*TEXTE FOURNI*:
Le porteur d’eau, de Jean-Marc Ligny
Quatrième de couverture (ou plutôt le début du texte) :
C’est une vallée désertique, terre craquelée, arbres morts, pelade d’herbes jaunes moribondes. Sur les flancs ravinés des collines, des souches calcinées, de la caillasse, des broussailles épineuses et revêches, de la poussière qui volute au moindre souffle de vent. Les empreintes d’anciens champs, des vestiges de clôtures. Au creux de la vallée, quelques fermes en ruines gisent le long de routes défoncées, dont l’asphalte est réduit à l’état de plaques noirâtres. Sur les rives pierreuses d’une rivière asséchée s’étend un village, dont le centre est enclos d’une grossière palissade de tôles. Hors de l’enceinte, les maisons sont abandonnées, écroulées ou incendiées. Une zone artisanale en friche arbore les carcasses dénudées de bâtiments industriels, entourés de traces de parkings envahis de moisine, où achèvent de pourrir deux ou trois épaves de voitures sableuses et mangées de rouille. Au milieu du village, un pont effondré, rafistolé de bric et de broc, enjambe la rivière. Quelques panneaux solaires décatis s’étalent sur les toits des maisons. Quatre éoliennes de guingois tournent en grinçant. Surgissant au-dessus des collines pelées, le soleil se lève sur cette désolation, énorme, boursouflé. La journée s’annonce torride, comme d’habitude.

*ENREGISTREMENTS*:
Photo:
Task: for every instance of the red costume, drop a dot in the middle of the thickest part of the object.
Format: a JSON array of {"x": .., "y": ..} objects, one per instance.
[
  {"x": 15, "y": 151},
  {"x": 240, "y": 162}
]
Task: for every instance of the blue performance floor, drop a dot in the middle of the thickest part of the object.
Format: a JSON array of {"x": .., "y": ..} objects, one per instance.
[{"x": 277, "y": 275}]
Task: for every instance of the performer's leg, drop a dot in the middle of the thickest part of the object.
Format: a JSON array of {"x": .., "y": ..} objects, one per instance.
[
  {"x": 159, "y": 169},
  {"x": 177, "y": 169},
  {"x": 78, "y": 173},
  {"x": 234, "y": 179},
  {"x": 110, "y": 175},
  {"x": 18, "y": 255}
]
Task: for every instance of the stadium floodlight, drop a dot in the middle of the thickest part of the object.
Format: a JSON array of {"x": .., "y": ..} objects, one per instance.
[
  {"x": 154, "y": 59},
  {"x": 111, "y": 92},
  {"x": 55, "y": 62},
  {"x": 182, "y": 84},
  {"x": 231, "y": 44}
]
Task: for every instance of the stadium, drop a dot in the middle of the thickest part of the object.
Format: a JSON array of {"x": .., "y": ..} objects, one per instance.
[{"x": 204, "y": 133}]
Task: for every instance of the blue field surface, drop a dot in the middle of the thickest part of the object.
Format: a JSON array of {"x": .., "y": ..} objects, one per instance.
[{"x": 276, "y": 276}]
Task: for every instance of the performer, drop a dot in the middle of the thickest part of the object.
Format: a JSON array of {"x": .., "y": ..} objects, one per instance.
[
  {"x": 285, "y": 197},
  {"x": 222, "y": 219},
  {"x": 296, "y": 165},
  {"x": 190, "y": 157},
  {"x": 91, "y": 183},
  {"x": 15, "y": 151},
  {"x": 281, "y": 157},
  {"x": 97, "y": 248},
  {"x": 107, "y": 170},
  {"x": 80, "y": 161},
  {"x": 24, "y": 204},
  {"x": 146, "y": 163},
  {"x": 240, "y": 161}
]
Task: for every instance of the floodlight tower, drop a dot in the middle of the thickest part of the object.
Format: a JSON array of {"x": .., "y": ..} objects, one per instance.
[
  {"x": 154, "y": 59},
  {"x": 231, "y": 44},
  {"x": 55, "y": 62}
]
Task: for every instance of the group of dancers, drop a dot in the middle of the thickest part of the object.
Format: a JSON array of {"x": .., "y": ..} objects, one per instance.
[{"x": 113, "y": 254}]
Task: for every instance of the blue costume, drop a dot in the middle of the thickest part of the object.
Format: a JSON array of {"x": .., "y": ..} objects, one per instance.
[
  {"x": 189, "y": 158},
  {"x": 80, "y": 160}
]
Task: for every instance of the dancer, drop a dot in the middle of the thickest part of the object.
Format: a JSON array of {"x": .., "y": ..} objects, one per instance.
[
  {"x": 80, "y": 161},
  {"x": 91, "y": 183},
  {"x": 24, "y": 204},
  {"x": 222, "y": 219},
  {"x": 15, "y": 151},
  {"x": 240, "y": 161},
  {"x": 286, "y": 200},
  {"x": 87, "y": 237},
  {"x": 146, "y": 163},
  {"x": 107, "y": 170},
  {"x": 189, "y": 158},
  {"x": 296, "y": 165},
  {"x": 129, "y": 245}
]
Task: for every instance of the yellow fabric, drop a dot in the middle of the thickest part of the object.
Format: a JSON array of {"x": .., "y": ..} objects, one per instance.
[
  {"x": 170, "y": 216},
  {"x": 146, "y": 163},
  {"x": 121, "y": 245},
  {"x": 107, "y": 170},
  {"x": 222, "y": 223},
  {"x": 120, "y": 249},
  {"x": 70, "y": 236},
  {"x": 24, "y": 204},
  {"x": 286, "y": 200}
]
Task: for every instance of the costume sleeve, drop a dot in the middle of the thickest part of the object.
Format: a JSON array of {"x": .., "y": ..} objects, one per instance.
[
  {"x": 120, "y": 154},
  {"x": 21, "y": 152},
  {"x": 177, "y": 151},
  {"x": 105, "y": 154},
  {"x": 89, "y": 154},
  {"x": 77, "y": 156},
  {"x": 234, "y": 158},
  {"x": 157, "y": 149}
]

*CONSIGNE*:
Prolongez le passage sur la vallée désertique en reprenant juste après sa dernière phrase.

*RÉPONSE ATTENDUE*:
L’espoir s’en est allé…
Ce récit m’en a rappelé un autre, « Exodes », roman lui aussi signé Jean-Marc Ligny et paru en 2012, soit trois ans après « Le porteur d’eau », nouvelle parue quant à elle en 2009 dans le numéro 56 de la revue Bifrost. Et pour cause : « Le porteur d’eau » pourrait faire office d’introduction au roman, puisqu’il en partage l’univers, avec les mêmes problématiques mais aussi la même noirceur.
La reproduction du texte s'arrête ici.